# Perguntas a responder
1: Volte a escrever o trecho do texto sobre a hipocrisia em Hollywood que abre com as palavras "A hipocrisia mora" e fecha com "de Dylan Farrow?", trocando "Rebecca Hall" por "a actriz".
2: Diga o nome de todas as pessoas que o texto sobre a hipocrisia em Hollywood refere pelo nome.

# Excerto do texto
⁂
A hipocrisia mora em Hollywood
Partindo do pressuposto – minimamente seguro – que Rebecca Hall não esteve desatenta ao ponto de desconhecer um dos “casos” mais badalados dos anos 90 que envolvia um dos realizadores mais conhecidos da História e com o qual viria a trabalhar em 2008, o que a levou então a ter aceite o convite na altura e outro quase dez anos depois? Porquê só agora este súbito realizar e tomada de decisão? Pelo testemunho emocionado de Dylan Farrow?
Greta Gerwig é outro dos casos. Depois de ouvir o relato de Dylan Farrow a (talentosa) actriz e realizadora referiu: “I can only speak for myself and what I’ve come to is this: If I had known then what I know now, I would not have acted in the film. I have not worked for him again, and I will not work for him again.” Outras conhecidas actrizes lhe seguiram.
Pelas palavras proferidas ficamos a pensar que se deram desenvolvimentos na investigação ocorrida há mais de duas décadas, mas não. Nada mudou. Há mais de 25 anos que os factos são os mesmos e as investigações que em 1992 inocentaram Woody Allen mantêm-se. No entanto, mais uma vez se prova que quem dita a conduta moral hoje em dia é a pressão dos media, das redes sociais e também dos agentes dos actores que obrigam estes últimos a doar ordenados ou a tecerem comentários do género, fugindo ao cerne da questão da hipocrisia: tudo isto já se sabia antes do testemunho de Dylan e da criação do movimento “Time’s Up” e “#Metoo”. Então, se já sabiam, porque é que o fizeram na mesma? É do conhecimento geral que grande parte dos actores, mesmo que conhecidos, aceitam fazer os filmes com o cineasta por quantias pequenas porque o que lhes interessava é isso mesmo, entrar num filme de um dos realizadores mais conhecidos de todos os tempos. Não é pelo dinheiro. É pelo currículo e pelo facto de saberem que irão ser vistos por milhões de pessoas um pouco por todo o Mundo e, com sorte, entrar num filme candidato a Óscar. Woody Allen torna-se assim a maior vítima do seu sucesso, neste aspecto. Os mesmos que o usam são, portanto, os primeiros a “deitá-lo fora” e a “cuspir no prato”. Somos mais uma vez obrigados a pensar na diferenciação entre “homem vs obra”.
⁂
# Dados a analisar
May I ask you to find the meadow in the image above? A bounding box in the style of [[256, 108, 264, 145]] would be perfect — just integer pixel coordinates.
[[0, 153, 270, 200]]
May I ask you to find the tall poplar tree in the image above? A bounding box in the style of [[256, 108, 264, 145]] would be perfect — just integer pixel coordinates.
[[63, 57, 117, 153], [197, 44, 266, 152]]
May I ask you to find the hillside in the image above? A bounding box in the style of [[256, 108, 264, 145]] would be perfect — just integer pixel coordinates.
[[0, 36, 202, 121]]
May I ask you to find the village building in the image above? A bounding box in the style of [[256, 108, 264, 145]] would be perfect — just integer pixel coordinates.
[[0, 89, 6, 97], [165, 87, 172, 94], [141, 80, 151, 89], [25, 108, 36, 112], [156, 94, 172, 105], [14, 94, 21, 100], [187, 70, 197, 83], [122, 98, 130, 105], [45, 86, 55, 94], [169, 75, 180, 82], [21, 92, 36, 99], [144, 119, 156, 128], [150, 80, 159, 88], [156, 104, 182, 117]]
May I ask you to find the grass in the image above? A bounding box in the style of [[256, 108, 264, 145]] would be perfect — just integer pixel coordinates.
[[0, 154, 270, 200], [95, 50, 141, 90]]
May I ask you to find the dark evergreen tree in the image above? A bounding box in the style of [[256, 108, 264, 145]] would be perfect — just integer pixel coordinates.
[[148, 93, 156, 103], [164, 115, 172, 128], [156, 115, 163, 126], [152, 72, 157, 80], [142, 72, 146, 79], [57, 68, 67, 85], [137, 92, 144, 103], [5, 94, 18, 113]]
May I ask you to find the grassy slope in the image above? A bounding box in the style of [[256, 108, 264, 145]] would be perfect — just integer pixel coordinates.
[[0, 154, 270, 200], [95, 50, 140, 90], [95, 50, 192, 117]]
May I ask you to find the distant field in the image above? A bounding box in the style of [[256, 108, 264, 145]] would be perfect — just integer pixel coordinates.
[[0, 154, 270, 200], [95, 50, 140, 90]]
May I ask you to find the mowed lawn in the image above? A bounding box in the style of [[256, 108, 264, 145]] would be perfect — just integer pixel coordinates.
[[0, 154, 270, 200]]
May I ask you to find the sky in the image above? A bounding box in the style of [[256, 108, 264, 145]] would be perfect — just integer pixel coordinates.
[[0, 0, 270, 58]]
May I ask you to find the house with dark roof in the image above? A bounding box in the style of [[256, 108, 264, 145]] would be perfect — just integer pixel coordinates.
⁂
# Respostas por item
1:
A hipocrisia mora em Hollywood
Partindo do pressuposto – minimamente seguro – que a actriz não esteve desatenta ao ponto de desconhecer um dos “casos” mais badalados dos anos 90 que envolvia um dos realizadores mais conhecidos da História e com o qual viria a trabalhar em 2008, o que a levou então a ter aceite o convite na altura e outro quase dez anos depois? Porquê só agora este súbito realizar e tomada de decisão? Pelo testemunho emocionado de Dylan Farrow?

2: Rebecca Hall, Dylan Farrow, Greta Gerwig, Woody Allen